# 原文摘录:
--

HDU 1827 Summer Holiday (强连通分量+缩点)

根据题目要求，只需求出各个强连通分量，然后进行缩点。缩点后找出入度为0的点即是需要打的电话数，也就是说找出能覆盖整张关系网的点。因为要求费用最低，所以在求出一个强连通分量时（栈弹出时）找到最小值，记录起来代表该连通分量（即缩点）的值。

#include <iostream>
#include <cstdio>
#include <cstring>
#include <algorithm>
#include <stack>
#define SIZE 1001

using namespace std;

struct node
{
	int to,next;
}edge[SIZE<<4];

int head[SIZE],idx;
int N,M,val[SIZE],ans;
int dfsn[SIZE],low[SIZE],time;
bool vis[SIZE];
int belong[SIZE],num,mincost[SIZE],deg[SIZE];
stack <int> sta;

void addnode(int from,int to)

--

# 所给材料:
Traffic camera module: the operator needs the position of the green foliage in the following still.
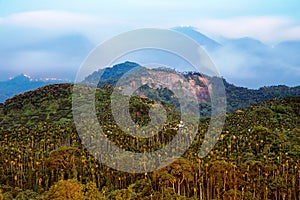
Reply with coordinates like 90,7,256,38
45,179,84,200
0,81,300,200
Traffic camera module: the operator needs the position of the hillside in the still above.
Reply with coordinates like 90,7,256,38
0,84,300,200
83,62,300,116
0,74,66,103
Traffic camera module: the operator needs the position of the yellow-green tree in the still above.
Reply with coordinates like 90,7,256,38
45,179,84,200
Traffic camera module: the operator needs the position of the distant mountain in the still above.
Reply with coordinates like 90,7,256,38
173,27,300,88
83,62,300,115
172,26,221,50
0,74,68,103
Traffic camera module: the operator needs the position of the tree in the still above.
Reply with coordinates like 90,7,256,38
84,182,105,200
45,179,84,200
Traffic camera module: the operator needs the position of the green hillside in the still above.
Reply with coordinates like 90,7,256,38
0,84,300,200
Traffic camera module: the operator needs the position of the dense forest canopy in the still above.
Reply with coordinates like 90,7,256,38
0,81,300,200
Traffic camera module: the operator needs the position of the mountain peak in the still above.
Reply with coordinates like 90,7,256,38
172,26,221,50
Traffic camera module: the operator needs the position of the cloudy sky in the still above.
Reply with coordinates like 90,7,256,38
0,0,300,87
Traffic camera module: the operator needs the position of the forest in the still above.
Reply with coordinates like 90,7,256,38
0,84,300,200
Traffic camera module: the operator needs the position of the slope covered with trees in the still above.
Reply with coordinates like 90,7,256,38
0,84,300,200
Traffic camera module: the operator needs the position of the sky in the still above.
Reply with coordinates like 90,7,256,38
0,0,300,85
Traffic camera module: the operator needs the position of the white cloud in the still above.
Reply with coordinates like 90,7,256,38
192,16,300,43
2,10,105,30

--

# 任务要求 1:
请逐字照录这篇题解中从“int head[SIZE],idx;”开始、到“addnode(int from,int to)”结束的部分。
# 任务要求 2:
列出这篇题解的代码中用 #include 引入的所有头文件。
以上材料在此用不到。

# 参考解答 1:
int head[SIZE],idx;
int N,M,val[SIZE],ans;
int dfsn[SIZE],low[SIZE],time;
bool vis[SIZE];
int belong[SIZE],num,mincost[SIZE],deg[SIZE];
stack <int> sta;

void addnode(int from,int to)

# 参考解答 2:
iostream、cstdio、cstring、algorithm、stack